Referring expression data:

***

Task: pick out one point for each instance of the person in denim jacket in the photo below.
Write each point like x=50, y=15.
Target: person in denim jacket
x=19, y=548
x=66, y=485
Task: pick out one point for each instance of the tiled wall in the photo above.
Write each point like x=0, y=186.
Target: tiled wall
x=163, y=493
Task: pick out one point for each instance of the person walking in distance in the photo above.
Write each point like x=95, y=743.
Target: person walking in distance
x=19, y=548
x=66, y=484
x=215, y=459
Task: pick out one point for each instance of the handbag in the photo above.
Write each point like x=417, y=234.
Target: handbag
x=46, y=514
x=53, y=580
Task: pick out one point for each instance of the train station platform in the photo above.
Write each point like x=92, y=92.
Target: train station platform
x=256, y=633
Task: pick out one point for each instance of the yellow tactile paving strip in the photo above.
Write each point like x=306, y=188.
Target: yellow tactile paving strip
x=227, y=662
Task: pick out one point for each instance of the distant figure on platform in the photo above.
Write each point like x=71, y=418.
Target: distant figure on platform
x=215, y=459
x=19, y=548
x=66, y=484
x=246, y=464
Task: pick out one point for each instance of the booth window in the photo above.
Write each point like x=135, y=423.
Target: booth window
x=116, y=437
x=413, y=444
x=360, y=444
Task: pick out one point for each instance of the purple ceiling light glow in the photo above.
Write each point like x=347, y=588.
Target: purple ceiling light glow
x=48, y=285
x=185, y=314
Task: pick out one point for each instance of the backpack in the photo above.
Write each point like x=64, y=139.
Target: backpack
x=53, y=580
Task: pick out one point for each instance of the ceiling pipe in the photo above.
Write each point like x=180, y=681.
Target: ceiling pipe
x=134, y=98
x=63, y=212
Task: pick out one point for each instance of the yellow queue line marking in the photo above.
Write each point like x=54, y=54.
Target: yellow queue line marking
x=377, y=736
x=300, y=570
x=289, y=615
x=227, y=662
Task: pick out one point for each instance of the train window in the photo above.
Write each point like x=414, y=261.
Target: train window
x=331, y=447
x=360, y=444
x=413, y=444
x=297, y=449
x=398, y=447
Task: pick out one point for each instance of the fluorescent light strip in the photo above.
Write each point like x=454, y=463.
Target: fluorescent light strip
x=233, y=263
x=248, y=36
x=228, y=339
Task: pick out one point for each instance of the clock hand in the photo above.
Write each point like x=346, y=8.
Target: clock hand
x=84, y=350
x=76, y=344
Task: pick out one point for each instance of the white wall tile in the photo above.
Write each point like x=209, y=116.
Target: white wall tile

***

#### WHAT YOU HAVE TO DO:
Please, from the entries above, set down exactly the lines from the one containing "Write each point like x=414, y=261." through the one containing "Write each point like x=454, y=463.", and only those.

#### RESPONSE TO THE TASK:
Write each point like x=414, y=261.
Target: train window
x=331, y=447
x=360, y=444
x=413, y=444
x=297, y=449
x=398, y=447
Task: pick out one point for each instance of the fluorescent light strip in the photo above.
Write each point like x=454, y=463.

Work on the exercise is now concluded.